▶ Documentfragment:
....

5.2. Het College heeft gepersisteerd bij zijn in het besluit van 24 januari 2006 neergelegde standpunt. Het bestrijdt dat appellant geen geld zou hebben gehad voor zijn levensonderhoud en de reparaties: ten tijde van het huisbezoek van 7 oktober 2005 had hij kort daarvoor nog een nieuwe motor in zijn auto geplaatst. Ook heeft hij verklaard soms geld te ontvangen voor het verrichten van klusjes.
6. De Raad komt tot de volgende beoordeling.
6.1. De Raad stelt vast dat tussen partijen uitsluitend in geding is of appellant ten tijde van de aanvraag hoofdverblijf hield op het door hem opgegeven adres [adres 1].

....

▶ Aangeleverde gegevens:

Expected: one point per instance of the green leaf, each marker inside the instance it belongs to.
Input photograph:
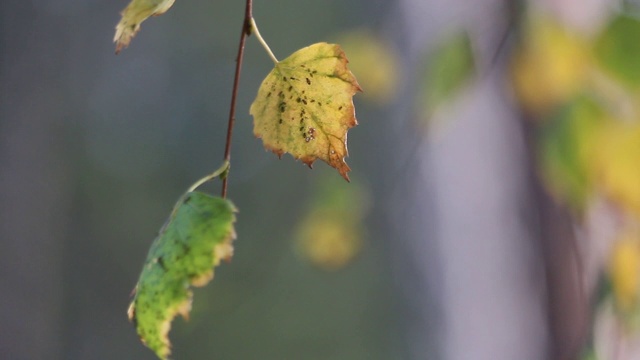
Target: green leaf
(133, 15)
(305, 106)
(618, 49)
(567, 143)
(446, 71)
(198, 234)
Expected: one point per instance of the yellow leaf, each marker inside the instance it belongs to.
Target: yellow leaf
(379, 77)
(625, 272)
(305, 106)
(550, 67)
(331, 233)
(133, 15)
(617, 164)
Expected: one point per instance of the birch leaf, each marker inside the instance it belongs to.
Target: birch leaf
(133, 15)
(305, 106)
(196, 237)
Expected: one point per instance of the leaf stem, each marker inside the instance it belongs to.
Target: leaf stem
(221, 171)
(246, 31)
(255, 30)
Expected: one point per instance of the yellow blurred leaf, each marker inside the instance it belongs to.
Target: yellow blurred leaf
(616, 165)
(624, 270)
(133, 15)
(550, 66)
(375, 63)
(567, 142)
(330, 235)
(305, 106)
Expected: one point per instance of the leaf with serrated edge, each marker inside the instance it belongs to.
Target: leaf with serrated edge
(198, 234)
(305, 106)
(133, 15)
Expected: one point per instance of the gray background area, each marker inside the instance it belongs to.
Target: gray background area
(95, 148)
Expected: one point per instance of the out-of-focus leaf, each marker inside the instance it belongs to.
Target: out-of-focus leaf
(617, 164)
(305, 106)
(447, 69)
(567, 143)
(550, 67)
(624, 269)
(133, 15)
(331, 233)
(618, 50)
(375, 63)
(196, 237)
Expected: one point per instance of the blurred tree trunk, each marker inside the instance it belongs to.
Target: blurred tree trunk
(33, 190)
(486, 258)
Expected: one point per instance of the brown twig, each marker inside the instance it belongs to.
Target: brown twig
(246, 31)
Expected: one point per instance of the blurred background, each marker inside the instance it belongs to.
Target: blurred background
(493, 213)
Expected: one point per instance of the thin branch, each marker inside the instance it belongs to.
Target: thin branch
(255, 30)
(246, 31)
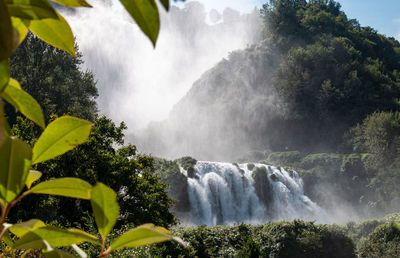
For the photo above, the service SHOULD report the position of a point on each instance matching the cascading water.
(225, 194)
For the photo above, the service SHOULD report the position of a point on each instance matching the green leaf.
(23, 102)
(105, 208)
(21, 27)
(22, 228)
(7, 239)
(68, 187)
(140, 236)
(4, 73)
(55, 32)
(54, 236)
(33, 176)
(165, 3)
(15, 161)
(145, 13)
(60, 136)
(6, 32)
(73, 3)
(31, 10)
(58, 254)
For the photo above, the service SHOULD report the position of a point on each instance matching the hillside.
(314, 76)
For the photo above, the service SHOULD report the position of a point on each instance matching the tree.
(54, 79)
(141, 195)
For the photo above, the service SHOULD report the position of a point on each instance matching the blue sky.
(382, 15)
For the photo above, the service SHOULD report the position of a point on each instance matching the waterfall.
(225, 194)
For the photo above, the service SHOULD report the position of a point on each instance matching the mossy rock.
(170, 173)
(188, 163)
(382, 242)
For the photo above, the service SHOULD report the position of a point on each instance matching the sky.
(382, 15)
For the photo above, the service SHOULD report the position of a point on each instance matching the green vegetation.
(18, 159)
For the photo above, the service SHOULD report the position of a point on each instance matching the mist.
(138, 84)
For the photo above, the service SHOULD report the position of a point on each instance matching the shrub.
(383, 242)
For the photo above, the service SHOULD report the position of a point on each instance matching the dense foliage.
(142, 197)
(55, 79)
(316, 75)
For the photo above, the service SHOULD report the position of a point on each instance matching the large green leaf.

....

▶ Uw opdracht: Neem het volledige documentfragment hierboven woordelijk over.

▶ Uitwerking opdracht:
5.2. Het College heeft gepersisteerd bij zijn in het besluit van 24 januari 2006 neergelegde standpunt. Het bestrijdt dat appellant geen geld zou hebben gehad voor zijn levensonderhoud en de reparaties: ten tijde van het huisbezoek van 7 oktober 2005 had hij kort daarvoor nog een nieuwe motor in zijn auto geplaatst. Ook heeft hij verklaard soms geld te ontvangen voor het verrichten van klusjes.
6. De Raad komt tot de volgende beoordeling.
6.1. De Raad stelt vast dat tussen partijen uitsluitend in geding is of appellant ten tijde van de aanvraag hoofdverblijf hield op het door hem opgegeven adres [adres 1].